# Belge Alıntısı:
_ _ _ _

Emsal Mahkeme Kararı İzmir 7. Asliye Ticaret Mahkemesi 2019/838 E. 2021/1131 K. 08.12.2021 T.

Görüntülediğiniz mahkeme kararı henüz kesinleşmemiştir. Yararlı olması amacıyla eklenmiştir.

T.C.
İZMİR
7. ASLİYE TİCARET MAHKEMESİ

ESAS NO : 2019/838
KARAR NO : 2021/1131

DAVA : Ticari Şirketin Feshi ve Tasfiyesi İstemli
DAVA TARİHİ : 18/10/2019
KARAR TARİHİ : 08/12/2021

Mahkememizde görülmekte olan ticari şirketin feshi ve tasfiyesi istemli davanın yapılan açık yargılaması sonunda,
DAVA:
Davacı vekili dava dilekçesinde; müvekkili davacının, şirket ortağı … ile 27.06.2006 tarihinde davalı şirketi yarı yarıya hisselerle kurduklarını, şirketin bir süre faaliyetlerini sürdürmüş ise de diğer ortağın, şirket masraflarına katılmaması, satış ve pazarlama alanındaki başarısızlıkları, müvekkilinin karşılamak zorunda kaldığı üretim giderlerinin sebep olduğu mali sıkıntı ve şirketin diğer ortağının sahibi olduğu yetkiye dayalı olarak piyasaya ve bankalara borçlanıp bu borçları ödememesi nedeniyle ortaklar arasındaki güven ilişkisinin zedelendiğini, şirketin gerçekleştirdiği satışa ait en son faturasının ekim 2017’de keşide edildiğini, bu tarihten sonra hiçbir ticari faaliyetinin bulunulmadığını, şirket muhasebecisi tarafından 2017 yılından itibaren şirketin vergisel yükümlülüklerini yerine getirebilmek amacıyla boş beyanname verildiğini, diğer ortağın yaptığı şikayet sonucunda İzmir … Asliye Ceza Mahkemesinin …/… esas sayılı dosyasında yargılama yapıldığını, ortakların müşterek gaye için bir araya gelerek şirketi devam ettirmelerinin ve şirketin kuruluş amacını gerçekleştirmesinin mümkün olmadığının, bu dava nedeniyle açıkça anlaşılır olduğunu, şirket genel kurulunun toplanamadığını, şirketin organlarının çalışamaz hale geldiğini ve sürekli zarar ettiği için hiç kar dağıtamadığını, fiilen atıl vaziyette olup sadece yükümlü olduğu beyannameleri vermek suretiyle varlığını devam ettirdiğini, şirketin devamında ekonomik, hukuki yada rasyonel hiçbir faydanın kalmadığını, bu nedenlerle haklı sebeplerin oluştuğunu bildirmiş, sunulu ve resen göz önüne alınacak nedenlerle davalı şirketin feshi ve tasfiyesine karar verilmesini talep ve dava etmiştir.

_ _ _ _

# Ham Kayıtlar:
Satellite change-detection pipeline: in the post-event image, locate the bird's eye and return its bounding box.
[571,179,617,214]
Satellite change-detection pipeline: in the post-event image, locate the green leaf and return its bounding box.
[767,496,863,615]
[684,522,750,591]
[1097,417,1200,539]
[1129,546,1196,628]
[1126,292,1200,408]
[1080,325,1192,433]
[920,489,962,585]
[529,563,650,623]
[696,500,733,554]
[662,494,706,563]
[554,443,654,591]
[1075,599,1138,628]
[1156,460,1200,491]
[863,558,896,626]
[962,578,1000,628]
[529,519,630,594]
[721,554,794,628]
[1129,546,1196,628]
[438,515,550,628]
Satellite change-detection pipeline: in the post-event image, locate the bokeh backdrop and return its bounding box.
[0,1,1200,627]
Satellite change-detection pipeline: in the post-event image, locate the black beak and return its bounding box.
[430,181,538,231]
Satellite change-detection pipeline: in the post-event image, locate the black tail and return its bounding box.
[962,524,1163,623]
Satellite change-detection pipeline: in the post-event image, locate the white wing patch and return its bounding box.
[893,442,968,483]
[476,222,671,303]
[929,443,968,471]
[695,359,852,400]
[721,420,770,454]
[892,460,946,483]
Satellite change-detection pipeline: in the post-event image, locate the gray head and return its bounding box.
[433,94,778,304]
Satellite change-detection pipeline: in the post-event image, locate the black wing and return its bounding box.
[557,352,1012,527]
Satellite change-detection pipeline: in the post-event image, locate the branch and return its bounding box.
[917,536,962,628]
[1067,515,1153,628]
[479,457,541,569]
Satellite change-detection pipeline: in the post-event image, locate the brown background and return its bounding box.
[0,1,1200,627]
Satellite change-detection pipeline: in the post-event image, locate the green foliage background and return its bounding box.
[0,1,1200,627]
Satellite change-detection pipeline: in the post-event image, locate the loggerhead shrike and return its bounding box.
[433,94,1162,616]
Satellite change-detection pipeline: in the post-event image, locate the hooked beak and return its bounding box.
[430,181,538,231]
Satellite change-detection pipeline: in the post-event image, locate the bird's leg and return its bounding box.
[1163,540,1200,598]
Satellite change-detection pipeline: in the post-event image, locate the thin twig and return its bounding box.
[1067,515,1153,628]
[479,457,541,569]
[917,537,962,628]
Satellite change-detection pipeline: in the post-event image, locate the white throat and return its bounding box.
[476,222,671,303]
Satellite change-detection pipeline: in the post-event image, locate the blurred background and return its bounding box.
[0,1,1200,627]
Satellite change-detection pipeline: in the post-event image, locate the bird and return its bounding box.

_ _ _ _

# Görev Hedefleri:
1. Karar metnine göre şirket muhasebecisinin 2017 yılından itibaren boş beyanname vermesinin nedenini bir ila üç cümleyle açıklayın.
2. Karar metninin "Emsal Mahkeme Kararı" ile başlayıp "olması amacıyla eklenmiştir." ifadesine kadar süren kısmını aynen yineleyin.
Kayıtların karar metniyle hiçbir ilgisi yoktur.

# Görev Yanıtları:
1. Davacı vekilinin dilekçesine göre şirket muhasebecisi, şirketin vergisel yükümlülüklerini yerine getirebilmek amacıyla 2017 yılından itibaren boş beyanname vermiştir.

2.
Emsal Mahkeme Kararı İzmir 7. Asliye Ticaret Mahkemesi 2019/838 E. 2021/1131 K. 08.12.2021 T.

Görüntülediğiniz mahkeme kararı henüz kesinleşmemiştir. Yararlı olması amacıyla eklenmiştir.